Passage to read:
--
Desk editor's note, referee report, simulated authors' rebuttal, and a circularity audit. Tearing a paper down is the easy half of reading it; the pith above is the substance, this is the friction.

Referee Report

2 major / 2 minor

Summary. The manuscript proposes VS3D, an inversion-free, training-free, and mask-free framework for local 3D asset editing that intervenes directly inside the rectified-flow ODE sampler. It identifies three problems (identity leakage, lack of edit amplification, and identity drag at geometry/material stages) and addresses them via three modules: Reconstruction-Anchored Source Injection (RASI) that calibrates the unconditional embedding from source reconstruction, Partial-Mean Guidance (PMG) that amplifies consistent velocity differences from high/low-quality subsamples, and Twin-Agreement Residual injection (TAR) that applies token-wise residuals only on agreeing tokens.

Significance. If the modules prove orthogonal and robust, the velocity-space approach could meaningfully advance 3D editing by eliminating reliance on external masks, post-hoc merging, or 2D lifting while remaining training-free. The explicit targeting of the velocity field v_t rather than latent or pixel space is a conceptual strength, and the absence of per-asset inversion or fine-tuning would be practically valuable if the interventions generalize without new artifacts.

major comments (2)
  1. The central claim that RASI, PMG, and TAR can be combined inside the sampler without mutual interference or per-asset tuning is load-bearing but unsupported by any derivation or normalization analysis of their additive effects on v_t. No equation shows how the RASI anchor, PMG velocity-difference contrast, and TAR residual are scheduled across denoising steps or scaled so that PMG amplification does not override TAR preservation on the same token (see the integration description following the problem statement).
  2. The paper asserts that PMG is 'active only where a consistent edit exists' and TAR decides 'token by token,' yet provides no formal definition or threshold for consistency/agreement, nor any ablation demonstrating that these decisions remain stable when all three modules operate simultaneously. This leaves the orthogonality assumption untested and risks re-introducing identity drag or high-frequency artifacts at geometry/material stages.
minor comments (2)
  1. The abstract and introduction use several invented acronyms (RASI, PMG, TAR) without immediate expansion on first use, which reduces readability.
  2. No quantitative metrics, datasets, or baseline comparisons are referenced in the provided description, making it difficult to assess the magnitude of improvement over existing mask-based or post-hoc methods.
--
Data for this exercise:

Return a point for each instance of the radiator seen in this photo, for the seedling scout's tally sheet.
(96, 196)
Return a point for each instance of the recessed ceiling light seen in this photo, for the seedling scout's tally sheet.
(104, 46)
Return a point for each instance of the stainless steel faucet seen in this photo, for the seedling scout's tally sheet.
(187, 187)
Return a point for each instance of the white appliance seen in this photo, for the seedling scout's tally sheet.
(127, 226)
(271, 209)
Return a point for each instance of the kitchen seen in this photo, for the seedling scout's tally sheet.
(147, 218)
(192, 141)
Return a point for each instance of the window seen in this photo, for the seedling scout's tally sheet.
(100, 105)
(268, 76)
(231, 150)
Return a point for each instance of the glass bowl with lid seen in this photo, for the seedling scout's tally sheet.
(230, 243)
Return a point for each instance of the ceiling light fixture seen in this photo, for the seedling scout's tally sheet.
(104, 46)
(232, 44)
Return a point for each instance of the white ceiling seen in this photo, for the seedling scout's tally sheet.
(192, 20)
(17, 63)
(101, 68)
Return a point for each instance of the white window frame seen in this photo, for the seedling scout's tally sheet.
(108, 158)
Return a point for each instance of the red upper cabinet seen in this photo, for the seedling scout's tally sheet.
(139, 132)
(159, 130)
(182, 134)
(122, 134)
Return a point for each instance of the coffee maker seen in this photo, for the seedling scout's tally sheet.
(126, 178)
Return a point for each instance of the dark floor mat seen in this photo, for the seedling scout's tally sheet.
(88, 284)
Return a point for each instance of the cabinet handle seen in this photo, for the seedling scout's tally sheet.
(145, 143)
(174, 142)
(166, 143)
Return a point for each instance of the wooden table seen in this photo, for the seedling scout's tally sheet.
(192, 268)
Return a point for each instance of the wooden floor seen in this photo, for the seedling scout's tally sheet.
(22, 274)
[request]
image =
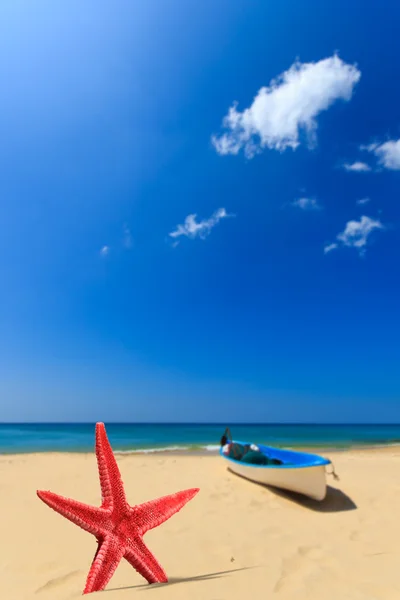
--
Directions:
1. State how many lines of the listing contain the string "floor", treating uppercase and lowercase as distinct. Give only the number.
2. Continue the referee report on the VS3D 3D editing framework, starting after its final sentence.

Responses per task:
1. 2

2.
Simulated Author's Rebuttal

2 responses · 0 unresolved

We thank the referee for the constructive comments on the integration and orthogonality of the proposed modules in VS3D. We address each major comment below and plan to revise the manuscript accordingly to provide additional analysis and ablations.

read point-by-point responses
  1. Referee: The central claim that RASI, PMG, and TAR can be combined inside the sampler without mutual interference or per-asset tuning is load-bearing but unsupported by any derivation or normalization analysis of their additive effects on v_t. No equation shows how the RASI anchor, PMG velocity-difference contrast, and TAR residual are scheduled across denoising steps or scaled so that PMG amplification does not override TAR preservation on the same token (see the integration description following the problem statement).

    Authors: We appreciate the referee highlighting the need for explicit integration details. The manuscript describes the modules as complementary interventions on distinct aspects of the velocity field (RASI on unconditional embeddings, PMG on velocity differences, TAR on token residuals), but we acknowledge the absence of a formal derivation or normalization analysis for their combined effects and scheduling. In the revision we will add a dedicated subsection with equations specifying the per-step scaling and scheduling of the three terms, along with empirical validation of non-interference across denoising stages. revision: yes

  2. Referee: The paper asserts that PMG is 'active only where a consistent edit exists' and TAR decides 'token by token,' yet provides no formal definition or threshold for consistency/agreement, nor any ablation demonstrating that these decisions remain stable when all three modules operate simultaneously. This leaves the orthogonality assumption untested and risks re-introducing identity drag or high-frequency artifacts at geometry/material stages.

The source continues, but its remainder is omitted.